──────── Provided records ────────

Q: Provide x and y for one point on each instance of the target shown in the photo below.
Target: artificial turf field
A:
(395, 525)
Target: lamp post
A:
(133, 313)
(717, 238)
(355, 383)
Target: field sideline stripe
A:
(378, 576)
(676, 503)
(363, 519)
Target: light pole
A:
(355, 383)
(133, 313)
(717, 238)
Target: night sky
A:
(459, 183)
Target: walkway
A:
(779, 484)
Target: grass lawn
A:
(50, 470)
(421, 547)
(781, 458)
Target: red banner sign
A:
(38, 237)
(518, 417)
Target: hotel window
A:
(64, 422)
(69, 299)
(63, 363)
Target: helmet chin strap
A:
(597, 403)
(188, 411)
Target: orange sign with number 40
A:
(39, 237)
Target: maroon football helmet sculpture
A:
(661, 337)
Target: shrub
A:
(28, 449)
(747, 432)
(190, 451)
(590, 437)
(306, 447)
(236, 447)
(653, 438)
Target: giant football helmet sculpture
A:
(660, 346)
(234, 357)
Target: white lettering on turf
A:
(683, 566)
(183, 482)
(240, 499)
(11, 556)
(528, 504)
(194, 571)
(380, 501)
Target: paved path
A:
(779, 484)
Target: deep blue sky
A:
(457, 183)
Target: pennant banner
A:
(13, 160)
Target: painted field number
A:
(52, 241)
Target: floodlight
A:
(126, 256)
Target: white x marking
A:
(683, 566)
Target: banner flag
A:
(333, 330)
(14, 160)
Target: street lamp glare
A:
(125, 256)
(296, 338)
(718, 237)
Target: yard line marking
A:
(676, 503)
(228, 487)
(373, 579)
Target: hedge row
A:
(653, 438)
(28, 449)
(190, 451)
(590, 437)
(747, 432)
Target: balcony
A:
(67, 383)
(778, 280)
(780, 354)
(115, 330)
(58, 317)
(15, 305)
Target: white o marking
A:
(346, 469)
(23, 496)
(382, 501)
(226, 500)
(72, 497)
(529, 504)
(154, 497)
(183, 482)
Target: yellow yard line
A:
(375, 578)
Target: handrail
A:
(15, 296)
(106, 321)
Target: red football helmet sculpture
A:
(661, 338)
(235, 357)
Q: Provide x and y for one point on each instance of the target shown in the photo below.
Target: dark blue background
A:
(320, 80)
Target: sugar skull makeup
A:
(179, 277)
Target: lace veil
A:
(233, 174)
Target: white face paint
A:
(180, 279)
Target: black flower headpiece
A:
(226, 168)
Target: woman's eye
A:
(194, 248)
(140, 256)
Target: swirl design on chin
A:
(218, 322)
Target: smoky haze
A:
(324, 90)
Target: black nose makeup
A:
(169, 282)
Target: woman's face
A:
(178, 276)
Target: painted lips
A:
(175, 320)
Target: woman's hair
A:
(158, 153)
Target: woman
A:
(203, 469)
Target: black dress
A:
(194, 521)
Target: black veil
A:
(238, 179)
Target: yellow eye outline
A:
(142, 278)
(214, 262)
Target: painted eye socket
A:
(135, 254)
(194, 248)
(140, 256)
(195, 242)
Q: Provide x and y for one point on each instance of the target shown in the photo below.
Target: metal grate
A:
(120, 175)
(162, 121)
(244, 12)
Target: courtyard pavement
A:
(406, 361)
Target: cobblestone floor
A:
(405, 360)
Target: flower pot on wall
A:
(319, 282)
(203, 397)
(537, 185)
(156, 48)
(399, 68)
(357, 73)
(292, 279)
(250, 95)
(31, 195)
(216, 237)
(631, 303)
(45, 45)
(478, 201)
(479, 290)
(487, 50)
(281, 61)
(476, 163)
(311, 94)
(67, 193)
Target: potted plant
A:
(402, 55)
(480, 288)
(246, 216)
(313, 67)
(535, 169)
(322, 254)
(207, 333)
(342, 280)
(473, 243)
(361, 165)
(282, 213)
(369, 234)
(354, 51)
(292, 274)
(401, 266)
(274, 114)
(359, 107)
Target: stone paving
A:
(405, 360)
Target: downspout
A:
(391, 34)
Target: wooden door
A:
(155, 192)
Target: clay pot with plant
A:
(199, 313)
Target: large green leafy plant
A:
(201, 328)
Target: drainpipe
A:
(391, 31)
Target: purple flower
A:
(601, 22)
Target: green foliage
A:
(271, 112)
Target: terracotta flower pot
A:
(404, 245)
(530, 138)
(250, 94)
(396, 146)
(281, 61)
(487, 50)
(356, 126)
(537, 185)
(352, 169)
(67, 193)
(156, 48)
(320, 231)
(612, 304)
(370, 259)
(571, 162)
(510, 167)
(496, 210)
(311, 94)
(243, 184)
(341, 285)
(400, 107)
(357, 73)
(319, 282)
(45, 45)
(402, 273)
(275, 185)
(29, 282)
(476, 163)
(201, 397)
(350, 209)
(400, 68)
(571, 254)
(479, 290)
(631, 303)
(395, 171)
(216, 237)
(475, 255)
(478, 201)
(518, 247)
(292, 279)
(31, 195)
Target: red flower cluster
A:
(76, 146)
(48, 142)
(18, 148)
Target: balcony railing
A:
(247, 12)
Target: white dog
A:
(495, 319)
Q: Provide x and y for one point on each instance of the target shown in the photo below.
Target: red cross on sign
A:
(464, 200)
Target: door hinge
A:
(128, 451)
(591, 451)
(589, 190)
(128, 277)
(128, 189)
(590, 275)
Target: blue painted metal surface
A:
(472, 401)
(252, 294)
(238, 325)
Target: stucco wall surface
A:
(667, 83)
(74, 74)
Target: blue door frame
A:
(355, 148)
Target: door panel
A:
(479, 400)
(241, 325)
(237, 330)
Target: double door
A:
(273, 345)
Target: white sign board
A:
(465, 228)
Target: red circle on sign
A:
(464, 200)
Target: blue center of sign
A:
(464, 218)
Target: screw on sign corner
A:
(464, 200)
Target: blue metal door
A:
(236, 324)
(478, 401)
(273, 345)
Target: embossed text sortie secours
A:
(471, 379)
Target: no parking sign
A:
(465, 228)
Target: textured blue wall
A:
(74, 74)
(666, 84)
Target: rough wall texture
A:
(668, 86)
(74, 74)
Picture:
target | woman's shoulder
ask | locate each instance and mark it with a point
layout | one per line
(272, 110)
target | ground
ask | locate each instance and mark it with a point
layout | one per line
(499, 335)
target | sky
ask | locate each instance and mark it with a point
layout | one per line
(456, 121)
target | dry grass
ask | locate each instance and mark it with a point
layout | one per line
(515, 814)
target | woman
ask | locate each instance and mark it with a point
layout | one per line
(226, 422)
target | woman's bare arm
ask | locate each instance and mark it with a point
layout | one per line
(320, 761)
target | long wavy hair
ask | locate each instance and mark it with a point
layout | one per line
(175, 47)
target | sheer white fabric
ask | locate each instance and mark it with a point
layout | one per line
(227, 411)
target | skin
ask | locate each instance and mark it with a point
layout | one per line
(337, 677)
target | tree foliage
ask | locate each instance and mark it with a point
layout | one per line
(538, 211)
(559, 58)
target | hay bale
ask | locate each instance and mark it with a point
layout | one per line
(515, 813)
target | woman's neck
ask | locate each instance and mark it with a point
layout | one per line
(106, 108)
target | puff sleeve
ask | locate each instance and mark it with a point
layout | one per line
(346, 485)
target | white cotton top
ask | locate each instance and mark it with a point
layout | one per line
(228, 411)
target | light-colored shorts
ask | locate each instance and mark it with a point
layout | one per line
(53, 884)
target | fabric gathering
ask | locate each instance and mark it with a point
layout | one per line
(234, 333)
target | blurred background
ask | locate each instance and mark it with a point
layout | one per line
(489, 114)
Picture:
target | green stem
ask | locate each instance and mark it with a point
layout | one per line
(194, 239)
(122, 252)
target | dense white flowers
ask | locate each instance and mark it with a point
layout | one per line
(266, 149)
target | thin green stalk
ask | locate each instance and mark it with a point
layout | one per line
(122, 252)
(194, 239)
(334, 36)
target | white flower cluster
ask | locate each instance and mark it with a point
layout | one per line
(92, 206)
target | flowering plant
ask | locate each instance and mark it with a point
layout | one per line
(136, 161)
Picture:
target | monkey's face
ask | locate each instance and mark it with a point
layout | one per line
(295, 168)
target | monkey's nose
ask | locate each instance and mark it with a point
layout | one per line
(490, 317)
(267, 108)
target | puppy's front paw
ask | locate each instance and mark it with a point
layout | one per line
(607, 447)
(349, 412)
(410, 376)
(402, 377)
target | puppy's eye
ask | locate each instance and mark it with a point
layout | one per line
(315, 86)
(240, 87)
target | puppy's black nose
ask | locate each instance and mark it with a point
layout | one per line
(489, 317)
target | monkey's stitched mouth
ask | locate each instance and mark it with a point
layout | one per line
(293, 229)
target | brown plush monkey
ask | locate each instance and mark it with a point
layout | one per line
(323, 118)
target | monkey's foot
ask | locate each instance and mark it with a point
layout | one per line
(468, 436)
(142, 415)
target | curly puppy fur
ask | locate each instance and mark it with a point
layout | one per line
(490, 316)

────────

__Aim of the exercise__
From the entries, copy out each line containing the word "nose".

__Output for this task__
Target: black nose makeup
target | monkey's nose
target | puppy's black nose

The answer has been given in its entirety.